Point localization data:
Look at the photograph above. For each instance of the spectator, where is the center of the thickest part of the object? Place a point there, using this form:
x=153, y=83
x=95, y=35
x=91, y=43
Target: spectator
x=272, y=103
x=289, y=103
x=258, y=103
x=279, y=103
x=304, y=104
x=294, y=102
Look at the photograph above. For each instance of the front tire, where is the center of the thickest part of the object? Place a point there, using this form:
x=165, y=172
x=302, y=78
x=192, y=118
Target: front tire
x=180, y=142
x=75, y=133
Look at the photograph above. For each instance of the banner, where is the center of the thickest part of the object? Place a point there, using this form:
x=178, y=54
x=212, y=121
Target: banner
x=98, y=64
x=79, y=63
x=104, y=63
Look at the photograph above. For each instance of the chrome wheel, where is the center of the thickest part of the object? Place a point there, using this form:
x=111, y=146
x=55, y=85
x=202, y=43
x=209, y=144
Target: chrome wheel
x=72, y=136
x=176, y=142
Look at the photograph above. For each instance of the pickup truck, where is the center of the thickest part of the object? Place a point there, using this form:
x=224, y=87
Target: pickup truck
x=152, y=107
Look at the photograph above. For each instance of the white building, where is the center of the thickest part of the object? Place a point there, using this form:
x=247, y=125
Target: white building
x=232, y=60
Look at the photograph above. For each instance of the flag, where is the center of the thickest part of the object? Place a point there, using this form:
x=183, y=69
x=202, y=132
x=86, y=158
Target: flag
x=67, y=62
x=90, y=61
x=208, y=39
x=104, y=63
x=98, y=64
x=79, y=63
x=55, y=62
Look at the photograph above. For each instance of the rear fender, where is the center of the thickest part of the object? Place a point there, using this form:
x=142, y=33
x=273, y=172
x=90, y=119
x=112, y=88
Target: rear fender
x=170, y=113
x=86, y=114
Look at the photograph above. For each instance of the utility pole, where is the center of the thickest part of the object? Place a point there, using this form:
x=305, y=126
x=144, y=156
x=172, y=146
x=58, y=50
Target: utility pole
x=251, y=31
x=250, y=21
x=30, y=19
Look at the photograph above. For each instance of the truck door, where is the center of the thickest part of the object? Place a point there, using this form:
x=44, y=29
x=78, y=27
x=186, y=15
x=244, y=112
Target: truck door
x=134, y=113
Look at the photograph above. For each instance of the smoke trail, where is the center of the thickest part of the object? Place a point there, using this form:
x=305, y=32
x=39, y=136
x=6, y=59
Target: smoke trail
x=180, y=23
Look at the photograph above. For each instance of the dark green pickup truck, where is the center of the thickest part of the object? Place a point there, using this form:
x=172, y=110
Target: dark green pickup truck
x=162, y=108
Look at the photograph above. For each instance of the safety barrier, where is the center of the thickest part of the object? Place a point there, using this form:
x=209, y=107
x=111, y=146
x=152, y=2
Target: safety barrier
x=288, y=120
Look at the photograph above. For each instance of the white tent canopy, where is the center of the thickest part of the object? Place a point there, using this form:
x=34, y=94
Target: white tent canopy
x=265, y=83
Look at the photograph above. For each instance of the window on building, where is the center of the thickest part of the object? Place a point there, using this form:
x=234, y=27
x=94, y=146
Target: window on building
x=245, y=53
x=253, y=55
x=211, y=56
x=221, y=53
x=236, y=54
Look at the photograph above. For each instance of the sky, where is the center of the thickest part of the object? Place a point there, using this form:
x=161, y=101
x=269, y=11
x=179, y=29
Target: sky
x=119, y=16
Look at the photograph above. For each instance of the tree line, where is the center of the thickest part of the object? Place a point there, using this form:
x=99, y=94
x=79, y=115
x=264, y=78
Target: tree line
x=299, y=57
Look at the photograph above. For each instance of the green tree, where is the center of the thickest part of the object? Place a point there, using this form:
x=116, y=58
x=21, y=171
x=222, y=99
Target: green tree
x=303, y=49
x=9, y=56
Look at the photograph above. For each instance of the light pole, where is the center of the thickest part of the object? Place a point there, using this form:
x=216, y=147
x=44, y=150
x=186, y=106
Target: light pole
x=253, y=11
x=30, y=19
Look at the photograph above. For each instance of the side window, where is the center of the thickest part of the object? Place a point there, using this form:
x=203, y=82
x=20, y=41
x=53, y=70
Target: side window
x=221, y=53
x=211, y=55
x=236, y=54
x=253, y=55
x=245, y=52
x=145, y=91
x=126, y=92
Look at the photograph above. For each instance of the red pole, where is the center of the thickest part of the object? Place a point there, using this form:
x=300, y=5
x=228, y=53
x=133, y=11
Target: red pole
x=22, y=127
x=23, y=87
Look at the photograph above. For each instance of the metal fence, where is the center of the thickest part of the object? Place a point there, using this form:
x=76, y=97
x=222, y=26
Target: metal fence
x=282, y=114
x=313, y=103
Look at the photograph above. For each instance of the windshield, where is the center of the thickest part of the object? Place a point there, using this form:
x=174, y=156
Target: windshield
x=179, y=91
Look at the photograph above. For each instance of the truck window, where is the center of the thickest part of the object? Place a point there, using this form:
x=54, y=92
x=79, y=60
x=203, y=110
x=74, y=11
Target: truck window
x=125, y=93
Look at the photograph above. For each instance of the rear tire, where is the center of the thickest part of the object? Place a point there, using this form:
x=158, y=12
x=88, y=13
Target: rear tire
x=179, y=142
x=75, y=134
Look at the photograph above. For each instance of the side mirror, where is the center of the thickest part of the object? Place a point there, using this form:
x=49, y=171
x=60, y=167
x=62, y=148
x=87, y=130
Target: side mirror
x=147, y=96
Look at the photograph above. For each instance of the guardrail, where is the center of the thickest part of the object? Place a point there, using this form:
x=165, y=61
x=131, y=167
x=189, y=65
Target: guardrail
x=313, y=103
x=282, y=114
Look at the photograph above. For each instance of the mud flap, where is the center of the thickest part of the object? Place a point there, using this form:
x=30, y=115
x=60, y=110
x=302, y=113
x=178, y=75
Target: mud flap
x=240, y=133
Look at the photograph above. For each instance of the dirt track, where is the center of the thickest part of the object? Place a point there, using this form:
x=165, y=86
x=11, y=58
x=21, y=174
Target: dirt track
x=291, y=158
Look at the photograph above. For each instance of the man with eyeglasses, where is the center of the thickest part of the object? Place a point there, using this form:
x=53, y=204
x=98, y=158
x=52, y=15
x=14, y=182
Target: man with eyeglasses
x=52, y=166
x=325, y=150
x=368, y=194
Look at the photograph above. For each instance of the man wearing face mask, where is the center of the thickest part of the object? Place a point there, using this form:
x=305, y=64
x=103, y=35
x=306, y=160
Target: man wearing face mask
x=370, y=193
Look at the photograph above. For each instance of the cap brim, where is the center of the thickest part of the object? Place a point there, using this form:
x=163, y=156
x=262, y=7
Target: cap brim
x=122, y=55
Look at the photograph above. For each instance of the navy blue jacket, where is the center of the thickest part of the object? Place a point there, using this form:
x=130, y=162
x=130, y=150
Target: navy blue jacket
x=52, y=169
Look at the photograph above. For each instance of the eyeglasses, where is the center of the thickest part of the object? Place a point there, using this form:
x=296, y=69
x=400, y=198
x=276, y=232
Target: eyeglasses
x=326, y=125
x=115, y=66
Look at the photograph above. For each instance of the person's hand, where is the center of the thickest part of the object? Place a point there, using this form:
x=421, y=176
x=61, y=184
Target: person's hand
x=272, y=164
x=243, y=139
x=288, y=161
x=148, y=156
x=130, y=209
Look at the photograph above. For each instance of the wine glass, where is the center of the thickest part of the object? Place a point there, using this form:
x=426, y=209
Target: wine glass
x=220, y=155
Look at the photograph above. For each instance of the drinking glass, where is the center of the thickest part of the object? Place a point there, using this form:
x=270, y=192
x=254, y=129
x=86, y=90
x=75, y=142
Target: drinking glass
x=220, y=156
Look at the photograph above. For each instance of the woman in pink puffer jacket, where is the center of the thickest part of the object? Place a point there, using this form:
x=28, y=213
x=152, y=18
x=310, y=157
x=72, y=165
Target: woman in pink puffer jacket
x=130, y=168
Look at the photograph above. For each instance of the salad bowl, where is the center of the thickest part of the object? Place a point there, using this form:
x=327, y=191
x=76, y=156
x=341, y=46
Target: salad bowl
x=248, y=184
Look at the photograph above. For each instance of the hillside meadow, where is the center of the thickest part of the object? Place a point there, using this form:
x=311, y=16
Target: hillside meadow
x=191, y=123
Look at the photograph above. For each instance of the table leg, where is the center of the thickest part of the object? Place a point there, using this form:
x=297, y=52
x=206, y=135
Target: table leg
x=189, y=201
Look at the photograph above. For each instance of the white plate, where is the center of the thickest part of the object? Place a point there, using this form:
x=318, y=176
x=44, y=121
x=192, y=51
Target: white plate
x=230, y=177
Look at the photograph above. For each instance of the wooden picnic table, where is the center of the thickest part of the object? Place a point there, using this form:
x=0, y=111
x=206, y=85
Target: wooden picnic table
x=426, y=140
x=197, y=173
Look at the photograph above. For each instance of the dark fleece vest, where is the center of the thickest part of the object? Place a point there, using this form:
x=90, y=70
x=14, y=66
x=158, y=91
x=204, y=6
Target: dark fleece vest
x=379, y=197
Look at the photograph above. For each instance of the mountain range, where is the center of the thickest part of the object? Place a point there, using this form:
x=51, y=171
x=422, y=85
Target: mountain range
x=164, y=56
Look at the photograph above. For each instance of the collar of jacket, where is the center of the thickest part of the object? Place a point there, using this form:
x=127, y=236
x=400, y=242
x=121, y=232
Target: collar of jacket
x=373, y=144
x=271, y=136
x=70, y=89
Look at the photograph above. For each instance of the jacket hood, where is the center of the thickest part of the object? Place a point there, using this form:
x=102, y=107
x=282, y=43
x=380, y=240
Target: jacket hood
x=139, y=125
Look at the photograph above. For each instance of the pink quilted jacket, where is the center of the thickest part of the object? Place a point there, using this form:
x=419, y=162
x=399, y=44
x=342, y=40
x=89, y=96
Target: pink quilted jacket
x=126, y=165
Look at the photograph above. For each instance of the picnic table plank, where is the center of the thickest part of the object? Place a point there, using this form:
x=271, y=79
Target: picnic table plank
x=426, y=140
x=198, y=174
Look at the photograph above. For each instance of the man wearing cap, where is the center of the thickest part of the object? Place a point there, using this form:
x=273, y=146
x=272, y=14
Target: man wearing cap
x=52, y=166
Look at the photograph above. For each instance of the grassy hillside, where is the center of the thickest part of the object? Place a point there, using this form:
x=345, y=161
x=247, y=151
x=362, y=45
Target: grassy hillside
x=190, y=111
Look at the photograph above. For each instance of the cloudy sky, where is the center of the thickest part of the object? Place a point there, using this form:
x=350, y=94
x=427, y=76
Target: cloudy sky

### Activity
Show all lines in the entries above where the word "cloudy" appears.

### Finished task
Look at the photograph above. For each instance of the cloudy sky, where is the center of the thickest part of the object? Place a point there, using this form:
Target: cloudy sky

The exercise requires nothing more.